▶ Selected excerpt
-=-=-=-=-
A Life In Print
Although not in totally correct timeline order and having the dates missing due to memory loss 🙂 here is a run-through of my working life in the print industry, well, most of it, and the wonderful machinery I had to play with.
Where it all began – Total Office Printing Services Ltd
About a year before I left school, I got a part-time job in a trade print shop in Finsbury Park called T.O.P.S. Ltd which stood for Total Office Printing Services, they were a small business that mainly printed promotional material for a line of chemist shops. Only a staff of three, it was busy, very busy but a great place to learn, one of the others was my elder brother who worked in the studio side, type-setting, paste-up and film-prep for the printing plates.
My first tasks were the menial ones like cleaning the press rollers at the end of the day, tidying up, coffee making, bringing paper deliveries in, post-office runs and so on. One of the earliest ‘real’ tasks was operating the massive Hunter Penrose process camera (pictured below).
This behemoth of a camera was large, about 6′-6″ high, 15′ long and 4′ wide, it was not even a very big one apparently. This era of print was after lead type and compositing but way before digital was even thought of. The artwork was ‘pasted up’ on sheets of thin card, these were then placed in the process camera and an image was taken onto large sheets of black and white film. The film was then developed in large open trays of chemicals and passed on to the platemaking guy.
It also took images of actual pictures using a halftone conversion screen, this enabled colour or black & white photo artwork to be reproduced. In the museum picture above, the two arms at the top left held very large and bright floodlights to illuminate the artwork held on the copy-board, the film went in the wooden panel at the right end.
Other tasks included running the large folding machine, a “Camco RDC” buckle-folder. Sadly, despite many hours of searching I can find no images of Camco folders of this era at all! The partial image below shows a woman working at the straight-fold delivery table of the RDC folder, the right-angle folds are not in use but can be seen to her right.
The RDC was a big machine, the paper size was Double Crown or 20×30″, I believe the “R” in the name stood for Rotary as opposed to Knife action folding. I was folding sales flyers and sections of catalogues that were then taken for collating by hand and stitching, then brought back for trimming and dispatch. It was noisy and temperamental, ear protection was needed and being in a shed meant it was freezing in winter and hot in summer 🙂
In no time, I was introduced to print, the first machine was the Gestetner 211, a small A4+ press but very popular. My father spent many years of his life working for Gestetner both as service engineer and later as service admin, I was taken on many trips with him as a youngster to print shops and factories as he attended service calls, great times indeed.
The 211 was a great little machine, capable of some good work output and also ideal for learning the offset process. It was a very busy little press and I spent many long days running jobs on it, it was fast to set up and fast to change colours etc.
Once I had cut my teeth on the Gestetner, I was moved up to the Solna 124 press. This was a single-colour RA2 size (430 x 610mm) press, it was in a totally different league to the little Gestetner. The image below is pretty much identical to the one i operated, minimal guards back then although my one did have a guard over the delivery. I was taught to have much respect for moving machinery.
-=-=-=-=-
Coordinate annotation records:

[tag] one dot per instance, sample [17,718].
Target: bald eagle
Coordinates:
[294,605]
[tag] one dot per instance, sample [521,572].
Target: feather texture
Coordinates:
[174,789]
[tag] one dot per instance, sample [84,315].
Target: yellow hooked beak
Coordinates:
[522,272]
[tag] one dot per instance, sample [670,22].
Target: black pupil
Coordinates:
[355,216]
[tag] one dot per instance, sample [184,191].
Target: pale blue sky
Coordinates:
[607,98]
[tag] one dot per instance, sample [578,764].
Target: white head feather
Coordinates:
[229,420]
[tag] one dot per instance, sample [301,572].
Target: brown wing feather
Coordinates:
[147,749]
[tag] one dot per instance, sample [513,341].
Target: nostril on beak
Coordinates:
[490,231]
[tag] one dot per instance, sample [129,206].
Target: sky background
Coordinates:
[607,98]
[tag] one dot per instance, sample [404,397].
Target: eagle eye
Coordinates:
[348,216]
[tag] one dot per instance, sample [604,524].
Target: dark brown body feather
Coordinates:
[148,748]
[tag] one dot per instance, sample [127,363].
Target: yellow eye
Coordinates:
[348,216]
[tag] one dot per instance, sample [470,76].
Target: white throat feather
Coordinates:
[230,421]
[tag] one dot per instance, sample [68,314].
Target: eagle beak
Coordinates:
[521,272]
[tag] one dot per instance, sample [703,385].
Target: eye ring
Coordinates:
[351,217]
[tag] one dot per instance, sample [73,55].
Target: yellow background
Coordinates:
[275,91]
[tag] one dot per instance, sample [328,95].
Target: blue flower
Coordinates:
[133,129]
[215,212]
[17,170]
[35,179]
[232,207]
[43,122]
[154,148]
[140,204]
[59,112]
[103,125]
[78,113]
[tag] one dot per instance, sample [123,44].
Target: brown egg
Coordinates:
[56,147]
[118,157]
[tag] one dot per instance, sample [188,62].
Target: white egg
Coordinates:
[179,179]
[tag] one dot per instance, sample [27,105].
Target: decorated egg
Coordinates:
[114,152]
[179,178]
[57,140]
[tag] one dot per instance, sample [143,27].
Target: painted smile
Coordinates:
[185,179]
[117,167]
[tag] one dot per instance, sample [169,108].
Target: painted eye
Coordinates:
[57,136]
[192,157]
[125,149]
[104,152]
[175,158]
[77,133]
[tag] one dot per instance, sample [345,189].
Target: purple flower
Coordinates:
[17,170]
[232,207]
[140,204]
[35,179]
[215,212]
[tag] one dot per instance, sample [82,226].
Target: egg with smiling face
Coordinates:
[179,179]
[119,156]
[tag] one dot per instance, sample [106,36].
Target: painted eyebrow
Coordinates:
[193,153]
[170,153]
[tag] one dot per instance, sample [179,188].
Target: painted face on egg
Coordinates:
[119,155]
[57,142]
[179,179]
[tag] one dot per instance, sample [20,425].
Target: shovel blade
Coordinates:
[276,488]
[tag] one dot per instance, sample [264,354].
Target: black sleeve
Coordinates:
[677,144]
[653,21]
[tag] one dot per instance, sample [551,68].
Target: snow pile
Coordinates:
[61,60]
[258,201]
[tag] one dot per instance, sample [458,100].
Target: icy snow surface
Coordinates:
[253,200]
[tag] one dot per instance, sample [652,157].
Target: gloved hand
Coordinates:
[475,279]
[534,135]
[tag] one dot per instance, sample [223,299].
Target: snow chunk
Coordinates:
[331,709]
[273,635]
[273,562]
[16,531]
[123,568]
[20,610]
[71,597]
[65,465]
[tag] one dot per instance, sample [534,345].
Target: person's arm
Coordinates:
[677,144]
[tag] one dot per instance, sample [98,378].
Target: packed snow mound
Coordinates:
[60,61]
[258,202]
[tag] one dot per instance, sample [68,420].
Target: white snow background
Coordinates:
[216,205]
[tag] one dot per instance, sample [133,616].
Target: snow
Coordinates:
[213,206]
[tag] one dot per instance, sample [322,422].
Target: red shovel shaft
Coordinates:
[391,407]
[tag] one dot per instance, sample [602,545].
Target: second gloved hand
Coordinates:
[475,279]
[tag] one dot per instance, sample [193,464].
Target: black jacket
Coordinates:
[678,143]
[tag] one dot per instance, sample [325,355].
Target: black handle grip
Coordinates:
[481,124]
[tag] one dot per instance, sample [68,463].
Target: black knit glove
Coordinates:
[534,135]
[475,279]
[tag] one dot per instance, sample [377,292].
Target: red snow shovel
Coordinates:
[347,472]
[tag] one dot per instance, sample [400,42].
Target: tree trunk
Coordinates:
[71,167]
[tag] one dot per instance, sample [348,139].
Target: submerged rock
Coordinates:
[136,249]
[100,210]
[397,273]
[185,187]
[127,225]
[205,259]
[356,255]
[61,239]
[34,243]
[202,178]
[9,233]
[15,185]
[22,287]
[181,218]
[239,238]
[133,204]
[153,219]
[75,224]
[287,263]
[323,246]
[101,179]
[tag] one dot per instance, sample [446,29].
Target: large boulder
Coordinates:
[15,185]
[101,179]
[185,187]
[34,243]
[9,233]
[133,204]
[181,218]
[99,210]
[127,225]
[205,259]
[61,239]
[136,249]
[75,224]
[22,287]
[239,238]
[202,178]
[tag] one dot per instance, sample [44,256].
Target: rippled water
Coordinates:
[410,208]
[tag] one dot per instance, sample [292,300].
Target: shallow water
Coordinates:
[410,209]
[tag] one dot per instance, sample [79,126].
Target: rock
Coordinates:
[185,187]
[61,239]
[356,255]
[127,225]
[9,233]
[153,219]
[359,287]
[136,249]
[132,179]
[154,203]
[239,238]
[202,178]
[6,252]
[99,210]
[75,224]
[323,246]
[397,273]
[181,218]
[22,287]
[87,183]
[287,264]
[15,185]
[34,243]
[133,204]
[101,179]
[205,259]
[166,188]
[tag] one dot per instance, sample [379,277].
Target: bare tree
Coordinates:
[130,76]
-=-=-=-=-
▶ Exercise A
Rewrite the stretch from "It also took" through "to her right." of the print-industry memoir, using "lamps" in place of "floodlights".
▶ Exercise B
Write the next part of the memoir about a working life in print, following on from its final sentence.

▶ Answer A
It also took images of actual pictures using a halftone conversion screen, this enabled colour or black & white photo artwork to be reproduced. In the museum picture above, the two arms at the top left held very large and bright lamps to illuminate the artwork held on the copy-board, the film went in the wooden panel at the right end.
Other tasks included running the large folding machine, a “Camco RDC” buckle-folder. Sadly, despite many hours of searching I can find no images of Camco folders of this era at all! The partial image below shows a woman working at the straight-fold delivery table of the RDC folder, the right-angle folds are not in use but can be seen to her right.

▶ Answer B
Shortly after the 124 I was side-moved onto the Solna 125, a slightly larger sheet size press at 450 x 640mm but pretty much the same as the older 124 model. These were the presses that I was tasked with cleaning the rollers from in the beginning, and still did as it was pretty much a team effort to get the work done.
Pan Britannica Industries Ltd
It was about this time that I decided a job change was in order, I can’t recall the reason why, but I applied for and got a job as printer at Pan Britannica Industries – better known as PBI, they made agricultural fertilisers and garden products like the well known “Baby Bio” houseplant food. I printed many millions of labels for Baby Bio 🙂
PBI had a Gestetner 211 which I was used to, a smaller Camco A2W folder which was easy to use plus a Rotaprint R30/90 press (below). The Rotaprint was an SRA3 press (450 x 320mm) and was a bit quirky in its operation, I learned to dislike the Rotaprint pretty quickly, I printed labels for sacks of fertiliser on it mostly.
They also had a Solna 125 which I was put in charge of plus a larger Solna 225 two-colour press. The 225 was basically two 125’s bolted together, this press was at that time operated by the head printer.
Working in part of a large company like PBI was totally alien to me, nothing like the smaller print shop I came from. The manager was great but there was little time to slack, deadlines and quotas were always there. I did meet Dr Hessayon, author of the great “Garden Expert” series of books once, he was a decent guy and for the director of a large company, pretty friendly too.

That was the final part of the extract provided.